Consigne 1: Dénombrez les lignes des enregistrements où figure la chaîne « white », en respectant la casse. Indiquez seulement ce nombre.

------------------------

Soyez sans inquiétude, Macron ne va pas tarder à les y faire entrer.
Est-ce vraiment un cadeau que de panthéoniser quelqu’un ?
Qui va perdre son temps à visiter ces caveaux lugubres ? Cela ne vaut pas un joli cimetière ombragé et fleuri ,et puis ce ridicule culte laïc rendu à des individus dont certains sont déjà oubliés ,à quoi bon ?
Les citoyens Russes ont connu cela à la belle époque soviétique ou les foules défilaient devant le corps embaumé de Lénine ,l’apothéose du culte de la personnalité post-mortem dans un système politique basé sur l’athéisme d’Etat ,nous n’en sommes pas si éloignés !
Pour Ravi au lit.
Vous faites une confusion à propos de l’Ecole des Annales. Docteur en histoire, je travaille sur les questions militaires à l’époque moderne. L’Ecole des Annales se fixait pour but d’étudier les documents d’archives, qui permettent une histoire plus complète que les mémoires des hommes de guerre. Ces mémoires sont souvent des plaidoyers orientés dont l’auteur prétend qu’il a toujours eu raison, même s’il a été battu à plate couture. Si vous épluchez toutes les sources, vous vous apercevez que ces mémoires ne doivent malheureusement pas grand-chose à la réalité !
D’autre part, l’enseignement des annales est destiné à des étudiants, non à des lycéens ou collégiens ; j’ai enseigné l’histoire dans un établissement hors contrat durant sept ans, et plus les élèves sont jeunes, plus ils aiment le roman national. Je ne leur ai jamais parlé de « l’évolution du prix du setier de blé en Basse-Provence de 1712 à 1758 », mais je les ai fait rêver sur les campagnes de Napoléon ou sur l’épopée de Jeanne d’Arc. Le professeur doit tenir compte de l’âge de ses élèves.

------------------------

Consigne 2: Recopiez l'extrait à partir des mots « D’autre part, l’enseignement » jusqu'aux mots « de ses élèves. » inclus, en remplaçant « lycéens » par « écoliers ».

Données fournies:

------------------------

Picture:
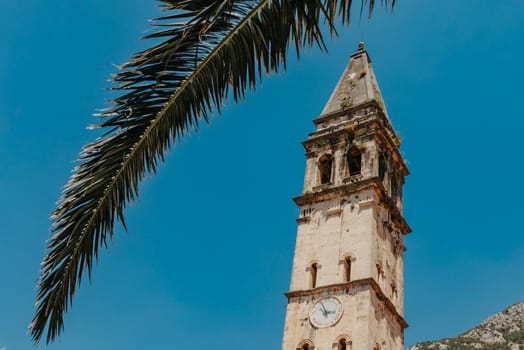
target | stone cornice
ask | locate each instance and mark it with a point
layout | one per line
(347, 189)
(350, 285)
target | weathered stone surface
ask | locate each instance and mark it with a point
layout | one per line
(350, 232)
(502, 331)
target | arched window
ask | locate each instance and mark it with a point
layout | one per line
(354, 158)
(347, 269)
(325, 165)
(394, 187)
(314, 273)
(381, 166)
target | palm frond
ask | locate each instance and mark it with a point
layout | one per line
(210, 49)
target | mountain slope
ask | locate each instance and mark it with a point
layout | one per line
(502, 331)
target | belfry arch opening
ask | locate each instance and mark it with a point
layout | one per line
(354, 160)
(394, 187)
(325, 167)
(382, 166)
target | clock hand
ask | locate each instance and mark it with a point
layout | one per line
(325, 311)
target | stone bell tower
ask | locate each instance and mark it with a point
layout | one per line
(347, 285)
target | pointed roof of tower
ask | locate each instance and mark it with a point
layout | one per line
(356, 86)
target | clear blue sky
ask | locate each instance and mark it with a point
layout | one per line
(210, 243)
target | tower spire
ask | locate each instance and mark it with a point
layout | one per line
(357, 85)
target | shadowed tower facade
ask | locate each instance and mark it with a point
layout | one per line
(347, 286)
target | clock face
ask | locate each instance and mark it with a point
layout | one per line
(326, 312)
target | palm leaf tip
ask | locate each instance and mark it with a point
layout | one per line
(208, 49)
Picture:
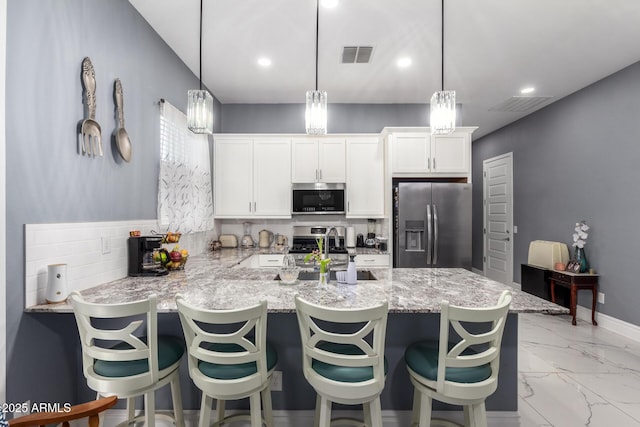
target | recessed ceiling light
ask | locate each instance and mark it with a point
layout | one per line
(404, 62)
(264, 62)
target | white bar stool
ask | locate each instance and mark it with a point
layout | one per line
(344, 367)
(229, 364)
(116, 362)
(460, 370)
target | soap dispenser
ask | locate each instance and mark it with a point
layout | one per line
(352, 275)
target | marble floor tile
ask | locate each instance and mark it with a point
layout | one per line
(576, 375)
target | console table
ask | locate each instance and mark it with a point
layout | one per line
(575, 282)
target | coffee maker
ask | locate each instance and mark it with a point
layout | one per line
(141, 259)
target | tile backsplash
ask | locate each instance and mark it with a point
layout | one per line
(80, 245)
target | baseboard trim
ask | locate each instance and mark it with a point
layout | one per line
(390, 418)
(620, 327)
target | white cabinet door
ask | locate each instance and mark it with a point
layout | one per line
(365, 178)
(304, 162)
(450, 153)
(411, 153)
(272, 178)
(331, 160)
(318, 160)
(233, 175)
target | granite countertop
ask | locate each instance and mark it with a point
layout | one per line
(215, 281)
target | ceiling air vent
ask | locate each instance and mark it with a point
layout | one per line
(356, 54)
(520, 104)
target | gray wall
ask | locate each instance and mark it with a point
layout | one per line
(577, 159)
(48, 181)
(341, 118)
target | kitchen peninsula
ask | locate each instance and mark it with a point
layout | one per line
(216, 280)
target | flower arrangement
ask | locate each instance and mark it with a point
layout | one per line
(580, 235)
(318, 256)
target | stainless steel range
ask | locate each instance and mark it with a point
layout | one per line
(304, 242)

------------------------

Réponse attendue 1: 2

Réponse attendue 2:
D’autre part, l’enseignement des annales est destiné à des étudiants, non à des écoliers ou collégiens ; j’ai enseigné l’histoire dans un établissement hors contrat durant sept ans, et plus les élèves sont jeunes, plus ils aiment le roman national. Je ne leur ai jamais parlé de « l’évolution du prix du setier de blé en Basse-Provence de 1712 à 1758 », mais je les ai fait rêver sur les campagnes de Napoléon ou sur l’épopée de Jeanne d’Arc. Le professeur doit tenir compte de l’âge de ses élèves.